═════ RECORDS SUPPLIED

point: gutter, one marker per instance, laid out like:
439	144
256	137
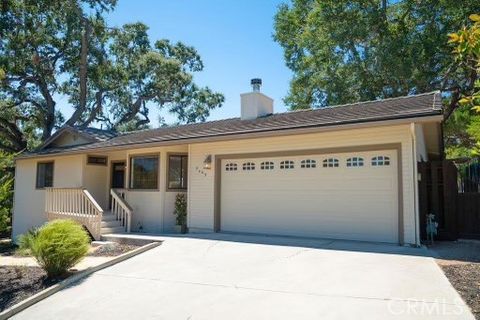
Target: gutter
246	135
415	182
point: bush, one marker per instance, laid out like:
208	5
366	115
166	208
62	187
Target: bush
25	242
181	209
59	245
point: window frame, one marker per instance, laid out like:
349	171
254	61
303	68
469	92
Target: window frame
308	164
130	172
249	166
231	166
380	161
334	163
37	186
355	162
176	154
267	165
286	165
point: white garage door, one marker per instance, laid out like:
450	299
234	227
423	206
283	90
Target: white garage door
341	196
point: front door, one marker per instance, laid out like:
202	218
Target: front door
118	175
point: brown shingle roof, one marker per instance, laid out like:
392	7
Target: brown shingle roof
427	104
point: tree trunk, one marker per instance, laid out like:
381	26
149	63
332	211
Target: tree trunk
82	75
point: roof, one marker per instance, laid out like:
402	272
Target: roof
427	104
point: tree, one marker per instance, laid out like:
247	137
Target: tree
464	125
346	51
52	49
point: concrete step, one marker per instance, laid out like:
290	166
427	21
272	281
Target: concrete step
111	223
107	230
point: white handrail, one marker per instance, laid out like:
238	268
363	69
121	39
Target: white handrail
121	210
77	204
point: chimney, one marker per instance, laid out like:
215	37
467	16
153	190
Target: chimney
255	104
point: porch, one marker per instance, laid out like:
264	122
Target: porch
78	204
119	192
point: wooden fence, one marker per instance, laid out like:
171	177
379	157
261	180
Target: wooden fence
457	213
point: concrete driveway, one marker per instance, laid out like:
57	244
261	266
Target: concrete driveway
250	277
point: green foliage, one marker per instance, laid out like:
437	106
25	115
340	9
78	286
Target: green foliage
59	245
65	50
26	242
346	51
6	192
181	209
465	121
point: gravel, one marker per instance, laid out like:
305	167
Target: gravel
17	283
460	261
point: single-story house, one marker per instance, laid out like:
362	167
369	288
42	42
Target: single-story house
341	172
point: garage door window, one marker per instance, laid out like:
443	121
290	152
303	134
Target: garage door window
330	163
231	167
380	161
247	166
267	165
308	163
287	164
355	162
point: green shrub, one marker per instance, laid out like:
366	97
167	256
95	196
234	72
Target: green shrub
181	209
59	245
25	242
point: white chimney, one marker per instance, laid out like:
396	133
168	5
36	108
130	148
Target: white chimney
255	104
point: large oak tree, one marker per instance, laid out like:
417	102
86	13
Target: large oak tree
343	51
63	49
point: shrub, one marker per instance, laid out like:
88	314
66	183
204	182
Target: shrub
181	209
25	242
59	245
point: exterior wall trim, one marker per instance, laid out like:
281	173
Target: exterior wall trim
362	148
247	135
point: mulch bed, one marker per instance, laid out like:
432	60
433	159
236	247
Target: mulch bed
460	261
17	283
112	250
465	278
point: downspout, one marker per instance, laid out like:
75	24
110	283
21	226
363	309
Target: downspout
415	182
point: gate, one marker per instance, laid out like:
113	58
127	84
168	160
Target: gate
451	191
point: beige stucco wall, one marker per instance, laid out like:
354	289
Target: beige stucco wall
29	202
95	179
153	209
201	185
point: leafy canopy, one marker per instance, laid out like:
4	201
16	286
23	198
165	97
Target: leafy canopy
465	121
52	50
343	51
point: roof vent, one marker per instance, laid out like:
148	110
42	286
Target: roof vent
255	104
256	84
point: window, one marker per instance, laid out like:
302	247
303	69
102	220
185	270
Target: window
308	163
177	171
247	166
330	163
267	165
144	172
380	161
44	175
231	167
355	162
97	160
286	164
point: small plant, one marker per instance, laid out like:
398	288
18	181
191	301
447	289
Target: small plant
25	242
59	245
181	211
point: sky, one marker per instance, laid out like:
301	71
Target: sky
233	38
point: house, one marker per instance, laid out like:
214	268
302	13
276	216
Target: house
343	172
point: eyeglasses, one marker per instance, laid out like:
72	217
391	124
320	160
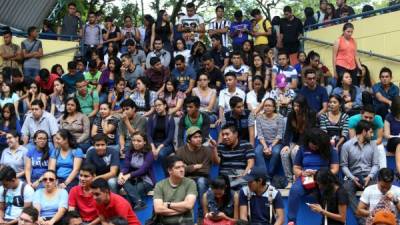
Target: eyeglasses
48	179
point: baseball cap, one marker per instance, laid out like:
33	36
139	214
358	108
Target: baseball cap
255	173
384	217
191	131
281	81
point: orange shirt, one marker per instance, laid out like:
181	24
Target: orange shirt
346	53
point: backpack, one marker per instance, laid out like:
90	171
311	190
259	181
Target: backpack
272	40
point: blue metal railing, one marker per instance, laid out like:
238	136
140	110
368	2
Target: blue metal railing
362	15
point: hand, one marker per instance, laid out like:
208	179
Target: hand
316	208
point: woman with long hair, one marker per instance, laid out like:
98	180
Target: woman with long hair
345	56
332	198
58	98
299	120
143	96
270	125
37	159
163	28
350	93
136	174
66	159
314	154
14	154
335	122
76	122
8	122
51	201
220	201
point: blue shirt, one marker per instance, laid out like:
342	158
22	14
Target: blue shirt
49	207
377	123
38	167
184	77
315	98
241	37
65	165
309	159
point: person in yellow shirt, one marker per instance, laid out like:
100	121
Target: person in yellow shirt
261	31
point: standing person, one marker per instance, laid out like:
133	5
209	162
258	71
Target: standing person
260	31
110	205
259	202
164	29
32	51
71	25
191	25
220	25
175	196
240	31
81	199
345	56
14	196
291	30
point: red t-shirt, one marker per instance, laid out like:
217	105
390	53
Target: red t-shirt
118	206
85	205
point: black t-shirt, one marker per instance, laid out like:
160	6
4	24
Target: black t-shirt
340	198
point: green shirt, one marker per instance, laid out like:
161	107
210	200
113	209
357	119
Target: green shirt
167	193
87	102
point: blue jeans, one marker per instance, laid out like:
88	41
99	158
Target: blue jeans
273	159
31	73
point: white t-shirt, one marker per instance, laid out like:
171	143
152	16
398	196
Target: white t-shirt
372	195
14	202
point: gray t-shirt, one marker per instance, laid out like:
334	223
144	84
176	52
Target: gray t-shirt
29	47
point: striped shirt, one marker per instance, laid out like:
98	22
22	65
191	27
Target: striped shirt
270	128
216	25
339	129
234	159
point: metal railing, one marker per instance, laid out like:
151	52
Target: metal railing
369	53
362	15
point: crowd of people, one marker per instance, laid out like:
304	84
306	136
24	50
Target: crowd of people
81	146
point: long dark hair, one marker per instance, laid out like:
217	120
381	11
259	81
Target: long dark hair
321	139
13	116
46	149
78	106
222	183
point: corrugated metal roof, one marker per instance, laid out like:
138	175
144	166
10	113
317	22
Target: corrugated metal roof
22	14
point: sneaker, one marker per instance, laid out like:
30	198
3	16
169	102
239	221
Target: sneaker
140	205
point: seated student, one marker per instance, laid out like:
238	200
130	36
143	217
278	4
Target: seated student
37	159
368	114
270	126
175	196
220	202
88	100
242	119
332	198
259	202
193	117
50	201
105	159
131	122
14	155
110	205
314	154
381	195
28	215
48	122
235	157
14	196
335	122
81	199
136	176
66	160
160	131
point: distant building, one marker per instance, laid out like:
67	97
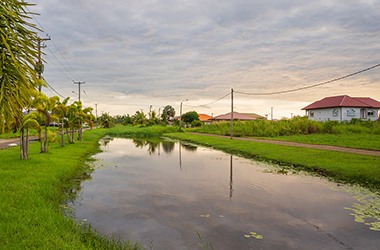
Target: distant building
343	108
236	115
205	119
257	116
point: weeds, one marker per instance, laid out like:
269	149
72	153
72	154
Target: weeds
202	244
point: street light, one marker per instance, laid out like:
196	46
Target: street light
180	114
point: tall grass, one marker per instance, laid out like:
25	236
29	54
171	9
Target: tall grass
285	127
32	193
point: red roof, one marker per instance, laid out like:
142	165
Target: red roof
343	101
204	117
237	115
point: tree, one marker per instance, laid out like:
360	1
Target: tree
106	121
44	107
139	118
168	112
189	117
28	122
18	52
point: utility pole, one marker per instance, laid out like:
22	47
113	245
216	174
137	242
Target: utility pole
180	115
39	66
96	110
232	113
79	83
271	113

══════════

### TO BE DONE:
Take the records above from the line with "point: gray t-shirt, one" down to their last line and please copy those lines exactly, without the pictures.

### RESULT FOR THIS EXERCISE:
point: gray t-shirt, one marker per instance, laid out like:
334	223
144	84
176	52
Target: gray t-shirt
29	47
point: striped shirt, one marker per instance, laid out like:
98	22
22	65
191	27
Target: striped shirt
270	128
216	25
339	129
234	159
point: metal railing, one marker per instance, laid out like:
151	52
Target: metal railing
369	53
362	15
point: crowd of people, one marker per instance, laid out like:
304	84
306	136
24	50
Target: crowd of people
81	146
point: long dark hair, one marker per instance, laid out like:
217	120
381	11
259	81
Target: long dark hair
321	139
13	116
46	149
78	106
222	183
point: corrugated metal roof, one marker per instance, laid out like:
138	175
144	166
10	113
317	22
Target: corrugated metal roof
22	14
point: sneaker, one marker per instance, laid out like:
30	198
3	16
169	102
239	221
Target: sneaker
140	205
point: seated student, one marker per instance, laid out like:
238	200
130	36
143	217
278	4
Target: seated student
37	159
368	114
270	126
175	196
220	202
88	100
242	119
332	198
259	202
193	117
50	201
105	159
131	122
14	155
110	205
314	154
381	195
28	215
48	122
235	157
14	196
335	122
81	199
136	176
66	160
160	131
point: distant building, one marker per instance, laid out like:
67	97
Target: distant building
343	108
236	115
205	119
257	116
point: weeds, one marker per instance, laid out like:
269	149
72	153
72	154
Target: weeds
202	244
point: street light, one marker per instance, laid out like:
196	46
Target: street light
180	114
point: tall grass, one marker per instance, laid out like:
25	236
29	54
171	9
Target: tall grass
285	127
32	193
point: red roof, one marker per instance, laid out like:
142	165
Target: red roof
343	101
204	117
237	115
point: tree, one marker per instance, laid out like:
360	1
Target: tree
106	121
44	107
139	118
168	112
189	117
28	122
18	52
point: utility pole, one marker per instance, laid out like:
22	47
113	245
216	174
137	242
Target: utility pole
180	115
39	66
96	110
232	113
79	83
271	113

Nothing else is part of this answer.